Edit the listing from the line with "of the thin" to the line with "M 199 159 L" by putting "narrow green leaf strand" in place of "thin green leaf strand", and give back only those lines with nothing else changed.

Start

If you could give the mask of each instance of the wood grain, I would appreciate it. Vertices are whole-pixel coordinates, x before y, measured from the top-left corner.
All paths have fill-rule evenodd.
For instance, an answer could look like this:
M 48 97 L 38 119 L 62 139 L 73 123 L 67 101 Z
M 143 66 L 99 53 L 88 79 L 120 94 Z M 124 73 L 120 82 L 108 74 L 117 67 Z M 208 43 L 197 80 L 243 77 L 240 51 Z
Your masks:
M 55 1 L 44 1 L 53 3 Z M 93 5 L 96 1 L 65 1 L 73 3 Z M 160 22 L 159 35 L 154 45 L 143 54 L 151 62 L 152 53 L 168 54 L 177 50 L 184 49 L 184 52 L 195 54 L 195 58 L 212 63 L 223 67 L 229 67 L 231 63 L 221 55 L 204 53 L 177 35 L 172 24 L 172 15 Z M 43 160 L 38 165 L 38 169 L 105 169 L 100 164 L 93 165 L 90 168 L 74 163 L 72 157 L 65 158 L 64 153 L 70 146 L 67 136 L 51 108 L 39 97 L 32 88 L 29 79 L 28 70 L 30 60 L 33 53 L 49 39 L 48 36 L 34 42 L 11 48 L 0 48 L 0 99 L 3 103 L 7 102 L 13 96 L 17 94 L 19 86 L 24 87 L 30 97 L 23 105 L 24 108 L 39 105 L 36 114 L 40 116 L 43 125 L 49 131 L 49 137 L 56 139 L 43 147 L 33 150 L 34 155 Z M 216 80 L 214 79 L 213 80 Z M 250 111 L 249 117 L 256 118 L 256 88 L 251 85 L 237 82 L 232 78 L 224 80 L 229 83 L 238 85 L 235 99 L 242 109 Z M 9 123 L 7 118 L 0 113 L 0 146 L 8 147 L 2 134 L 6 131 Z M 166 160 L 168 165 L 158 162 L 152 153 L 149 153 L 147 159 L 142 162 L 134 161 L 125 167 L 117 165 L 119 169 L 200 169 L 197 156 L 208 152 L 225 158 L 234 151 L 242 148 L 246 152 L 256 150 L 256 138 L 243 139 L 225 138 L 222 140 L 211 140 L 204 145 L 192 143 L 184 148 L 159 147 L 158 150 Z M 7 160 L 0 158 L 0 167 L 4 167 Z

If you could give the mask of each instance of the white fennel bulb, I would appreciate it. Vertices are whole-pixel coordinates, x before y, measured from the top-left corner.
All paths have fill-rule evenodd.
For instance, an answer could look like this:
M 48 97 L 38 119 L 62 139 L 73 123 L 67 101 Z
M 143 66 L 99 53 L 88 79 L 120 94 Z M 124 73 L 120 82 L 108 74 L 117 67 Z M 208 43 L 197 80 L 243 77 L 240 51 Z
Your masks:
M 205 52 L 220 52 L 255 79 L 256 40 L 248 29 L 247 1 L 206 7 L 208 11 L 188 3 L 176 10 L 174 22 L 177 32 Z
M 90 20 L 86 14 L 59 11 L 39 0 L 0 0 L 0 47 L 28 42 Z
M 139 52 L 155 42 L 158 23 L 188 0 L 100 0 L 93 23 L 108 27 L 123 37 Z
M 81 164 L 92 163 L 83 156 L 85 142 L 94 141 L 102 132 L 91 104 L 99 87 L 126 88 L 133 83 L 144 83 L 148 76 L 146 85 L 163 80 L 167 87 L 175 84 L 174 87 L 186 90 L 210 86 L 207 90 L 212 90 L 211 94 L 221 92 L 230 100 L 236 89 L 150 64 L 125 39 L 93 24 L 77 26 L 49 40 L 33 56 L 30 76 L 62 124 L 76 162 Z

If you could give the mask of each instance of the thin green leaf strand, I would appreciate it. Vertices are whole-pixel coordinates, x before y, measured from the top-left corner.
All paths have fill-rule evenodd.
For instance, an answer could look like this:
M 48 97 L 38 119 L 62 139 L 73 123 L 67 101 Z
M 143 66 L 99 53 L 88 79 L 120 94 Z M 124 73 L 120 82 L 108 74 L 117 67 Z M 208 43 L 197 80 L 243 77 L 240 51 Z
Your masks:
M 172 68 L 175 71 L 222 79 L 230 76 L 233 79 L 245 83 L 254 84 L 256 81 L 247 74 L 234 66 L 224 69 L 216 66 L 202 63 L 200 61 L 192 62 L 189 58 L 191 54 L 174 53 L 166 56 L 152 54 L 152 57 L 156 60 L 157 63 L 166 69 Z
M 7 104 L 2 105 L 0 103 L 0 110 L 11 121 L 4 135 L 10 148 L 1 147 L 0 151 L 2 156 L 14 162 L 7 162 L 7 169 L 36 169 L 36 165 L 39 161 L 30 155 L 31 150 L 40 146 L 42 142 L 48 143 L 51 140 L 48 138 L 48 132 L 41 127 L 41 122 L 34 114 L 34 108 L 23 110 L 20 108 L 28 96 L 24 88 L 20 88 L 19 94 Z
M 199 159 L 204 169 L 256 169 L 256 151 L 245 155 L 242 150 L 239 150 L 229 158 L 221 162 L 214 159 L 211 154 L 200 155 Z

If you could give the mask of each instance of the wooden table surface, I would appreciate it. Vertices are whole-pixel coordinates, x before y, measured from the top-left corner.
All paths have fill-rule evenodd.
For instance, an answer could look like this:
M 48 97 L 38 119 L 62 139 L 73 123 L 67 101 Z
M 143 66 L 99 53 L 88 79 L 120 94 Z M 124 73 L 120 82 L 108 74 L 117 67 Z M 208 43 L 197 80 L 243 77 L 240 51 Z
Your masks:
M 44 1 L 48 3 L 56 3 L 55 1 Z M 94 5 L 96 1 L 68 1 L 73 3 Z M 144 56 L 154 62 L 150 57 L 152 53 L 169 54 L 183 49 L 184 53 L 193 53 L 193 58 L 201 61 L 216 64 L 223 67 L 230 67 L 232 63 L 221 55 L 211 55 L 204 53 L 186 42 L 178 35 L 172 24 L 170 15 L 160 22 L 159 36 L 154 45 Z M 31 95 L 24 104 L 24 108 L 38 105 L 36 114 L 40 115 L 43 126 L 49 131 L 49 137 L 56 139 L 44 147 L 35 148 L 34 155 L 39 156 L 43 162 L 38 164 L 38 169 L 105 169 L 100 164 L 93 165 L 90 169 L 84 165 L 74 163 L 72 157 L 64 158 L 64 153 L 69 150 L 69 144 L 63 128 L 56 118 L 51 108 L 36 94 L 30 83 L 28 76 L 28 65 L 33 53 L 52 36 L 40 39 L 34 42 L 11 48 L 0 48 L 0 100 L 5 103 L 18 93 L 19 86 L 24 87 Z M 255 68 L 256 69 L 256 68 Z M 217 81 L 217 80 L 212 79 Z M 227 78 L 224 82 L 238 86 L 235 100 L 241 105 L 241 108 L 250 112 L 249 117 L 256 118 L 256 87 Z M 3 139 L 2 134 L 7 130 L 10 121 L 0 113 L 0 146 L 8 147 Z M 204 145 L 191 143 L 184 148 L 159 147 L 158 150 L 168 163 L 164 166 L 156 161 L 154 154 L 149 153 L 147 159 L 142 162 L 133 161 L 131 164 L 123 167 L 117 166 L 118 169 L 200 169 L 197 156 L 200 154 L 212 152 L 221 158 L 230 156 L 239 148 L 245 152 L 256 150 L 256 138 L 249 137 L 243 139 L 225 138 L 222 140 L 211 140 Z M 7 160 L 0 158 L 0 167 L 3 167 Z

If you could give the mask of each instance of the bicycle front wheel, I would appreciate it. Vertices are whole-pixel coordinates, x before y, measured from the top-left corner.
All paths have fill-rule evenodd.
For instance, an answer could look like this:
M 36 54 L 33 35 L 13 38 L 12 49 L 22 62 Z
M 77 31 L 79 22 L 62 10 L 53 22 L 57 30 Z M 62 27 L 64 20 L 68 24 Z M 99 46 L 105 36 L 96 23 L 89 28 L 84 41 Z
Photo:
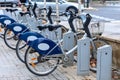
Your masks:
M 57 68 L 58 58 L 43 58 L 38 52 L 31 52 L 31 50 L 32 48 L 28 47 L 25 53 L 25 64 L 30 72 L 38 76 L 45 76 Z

End

▶ **Output of the task**:
If you could give the mask of each instance of the narrow green leaf strand, I would appreciate it. Vertices are whole-pixel coordinates, x before y, measured from the top-left corner.
All paths have fill-rule evenodd.
For instance, an answer could look like this:
M 48 97 L 38 119 L 62 139 L 73 123 L 67 101 Z
M 143 66 L 99 53 L 88 79 L 120 94 Z M 124 73 L 120 82 L 108 74 L 117 67 Z M 208 43 L 197 80 L 243 77 L 240 51 Z
Your masks:
M 172 68 L 175 71 L 222 79 L 230 76 L 233 79 L 245 83 L 254 84 L 256 81 L 247 74 L 234 66 L 224 69 L 216 66 L 202 63 L 200 61 L 192 62 L 189 58 L 191 54 L 174 53 L 166 56 L 152 54 L 152 57 L 156 60 L 157 63 L 166 69 Z
M 7 104 L 2 105 L 0 103 L 0 110 L 11 121 L 4 135 L 10 148 L 1 147 L 0 151 L 2 156 L 14 162 L 7 162 L 7 169 L 36 169 L 36 165 L 39 161 L 30 155 L 31 150 L 40 146 L 42 142 L 48 143 L 51 140 L 48 138 L 48 132 L 41 127 L 41 122 L 34 114 L 34 108 L 23 110 L 20 108 L 28 96 L 24 88 L 20 88 L 19 94 Z
M 199 159 L 204 169 L 256 169 L 256 151 L 245 155 L 242 150 L 239 150 L 229 158 L 221 162 L 214 159 L 211 154 L 200 155 Z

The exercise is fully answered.